▶ REQUIREMENT: Rewrite all of the items below with each "segmenter" changed to "labeler" and everything else kept the same. Leave the pictures out of your answer.

## begin

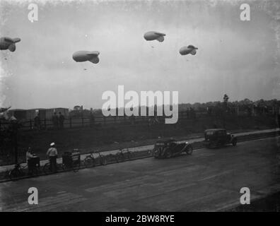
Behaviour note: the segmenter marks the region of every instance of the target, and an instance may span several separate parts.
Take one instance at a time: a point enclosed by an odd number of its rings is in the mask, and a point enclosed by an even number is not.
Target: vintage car
[[[217,148],[231,143],[236,145],[237,138],[224,129],[206,129],[204,131],[205,140],[204,141],[206,148]]]
[[[156,141],[153,153],[156,158],[168,158],[184,152],[192,155],[192,145],[187,142],[179,143],[174,139],[165,139]]]

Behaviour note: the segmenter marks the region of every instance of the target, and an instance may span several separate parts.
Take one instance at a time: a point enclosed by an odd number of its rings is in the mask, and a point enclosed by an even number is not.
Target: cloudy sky
[[[244,2],[250,21],[240,20]],[[1,105],[101,108],[103,93],[118,85],[178,91],[179,102],[279,98],[279,1],[37,3],[31,23],[28,1],[0,1],[1,36],[21,38],[16,52],[1,52]],[[146,41],[150,30],[164,42]],[[197,55],[181,56],[189,44]],[[75,62],[78,50],[99,51],[100,63]]]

## end

▶ TASK RESPONSE:
Behaviour note: the labeler marks the region of every instance of the target, and an instance may span several separate parts.
Take one instance at a time: a point enclosed by an odd number of its rings is in the mask, and a point enclosed by an even number is not.
Target: vintage car
[[[217,148],[231,143],[236,145],[237,138],[224,129],[206,129],[204,131],[205,140],[204,141],[206,148]]]
[[[156,141],[153,153],[156,158],[168,158],[184,152],[192,155],[192,145],[187,142],[179,143],[174,139],[165,139]]]

Behaviour note: the labeler marks the region of every instance of the target, and an instance may span several separate parts.
Take one instance at a time: a point enclosed by an odd number of its rings is in the mask, and a point enclosed by an even number is not.
Target: cloudy sky
[[[244,2],[250,21],[240,20]],[[1,105],[101,108],[103,93],[118,85],[178,91],[179,102],[279,98],[279,1],[37,3],[31,23],[28,1],[0,1],[1,36],[21,38],[16,52],[1,52]],[[146,41],[150,30],[164,42]],[[197,55],[181,56],[189,44]],[[75,62],[78,50],[99,51],[100,63]]]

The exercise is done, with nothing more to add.